*YOUR TASK*
Your task is to transcribe the entries below exactly, from their first line down to the line containing "Find every instance of the ribbon tail", and to stop there.

*Referring expression data*
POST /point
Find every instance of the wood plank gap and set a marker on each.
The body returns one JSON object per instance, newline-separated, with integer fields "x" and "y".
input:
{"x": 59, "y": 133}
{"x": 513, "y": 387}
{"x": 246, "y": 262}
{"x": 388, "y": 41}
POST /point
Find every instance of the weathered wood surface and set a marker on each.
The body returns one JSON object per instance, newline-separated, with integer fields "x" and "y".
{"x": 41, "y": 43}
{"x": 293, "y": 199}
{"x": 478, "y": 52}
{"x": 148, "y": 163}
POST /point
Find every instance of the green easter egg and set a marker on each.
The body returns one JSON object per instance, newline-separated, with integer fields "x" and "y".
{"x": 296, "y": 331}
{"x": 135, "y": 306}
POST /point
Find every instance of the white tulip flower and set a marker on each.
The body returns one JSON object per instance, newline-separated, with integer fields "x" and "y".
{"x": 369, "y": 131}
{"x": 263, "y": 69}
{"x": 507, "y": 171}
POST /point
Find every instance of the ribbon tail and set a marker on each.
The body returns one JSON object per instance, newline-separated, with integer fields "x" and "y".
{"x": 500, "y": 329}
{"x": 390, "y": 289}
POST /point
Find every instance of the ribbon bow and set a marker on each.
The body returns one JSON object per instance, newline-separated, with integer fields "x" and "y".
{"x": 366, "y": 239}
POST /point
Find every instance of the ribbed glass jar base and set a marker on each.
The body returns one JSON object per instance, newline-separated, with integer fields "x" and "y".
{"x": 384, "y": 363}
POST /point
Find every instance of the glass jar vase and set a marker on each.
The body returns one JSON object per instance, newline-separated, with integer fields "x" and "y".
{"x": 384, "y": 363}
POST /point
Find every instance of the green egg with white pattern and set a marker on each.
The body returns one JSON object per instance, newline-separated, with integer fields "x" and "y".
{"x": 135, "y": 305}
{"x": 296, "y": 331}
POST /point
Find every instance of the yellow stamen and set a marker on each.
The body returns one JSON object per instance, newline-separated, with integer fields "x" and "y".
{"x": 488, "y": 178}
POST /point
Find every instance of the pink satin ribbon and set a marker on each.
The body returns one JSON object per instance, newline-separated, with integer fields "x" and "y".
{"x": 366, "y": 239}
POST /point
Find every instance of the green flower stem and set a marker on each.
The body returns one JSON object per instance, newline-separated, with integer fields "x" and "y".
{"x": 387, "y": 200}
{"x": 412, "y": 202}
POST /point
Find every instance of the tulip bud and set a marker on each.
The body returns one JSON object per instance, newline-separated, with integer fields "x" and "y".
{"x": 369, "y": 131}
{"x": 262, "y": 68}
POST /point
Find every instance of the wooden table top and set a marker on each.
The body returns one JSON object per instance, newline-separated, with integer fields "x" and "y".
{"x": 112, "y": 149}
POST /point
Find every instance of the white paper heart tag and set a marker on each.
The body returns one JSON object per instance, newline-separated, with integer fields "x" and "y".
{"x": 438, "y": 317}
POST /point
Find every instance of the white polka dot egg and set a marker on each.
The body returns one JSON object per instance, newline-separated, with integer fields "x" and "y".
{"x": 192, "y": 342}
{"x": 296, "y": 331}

*EXERCISE SOLUTION*
POST /point
Find every instance of the wood plank gap and set a marker on each.
The body returns one JSON object per instance, newline-separated, with integer fields "x" and "y".
input:
{"x": 59, "y": 133}
{"x": 513, "y": 387}
{"x": 246, "y": 262}
{"x": 388, "y": 41}
POST /point
Find every instance of the weathered wood surface and set a marker on each.
The body returns one JSON object per instance, newline-separated, with integer fields "x" and "y".
{"x": 41, "y": 43}
{"x": 293, "y": 199}
{"x": 478, "y": 52}
{"x": 148, "y": 163}
POST /point
Find every instance of the green easter egg and set a marker on each.
The body returns one JSON object per instance, newline-separated, with integer fields "x" and "y".
{"x": 296, "y": 331}
{"x": 135, "y": 306}
POST /point
Find every instance of the white tulip flower and set a marker on each.
The body returns one JSON object per instance, newline-separated, with integer fields "x" and "y".
{"x": 369, "y": 131}
{"x": 263, "y": 69}
{"x": 507, "y": 171}
POST /point
Find every instance of the ribbon tail and set a marker on each.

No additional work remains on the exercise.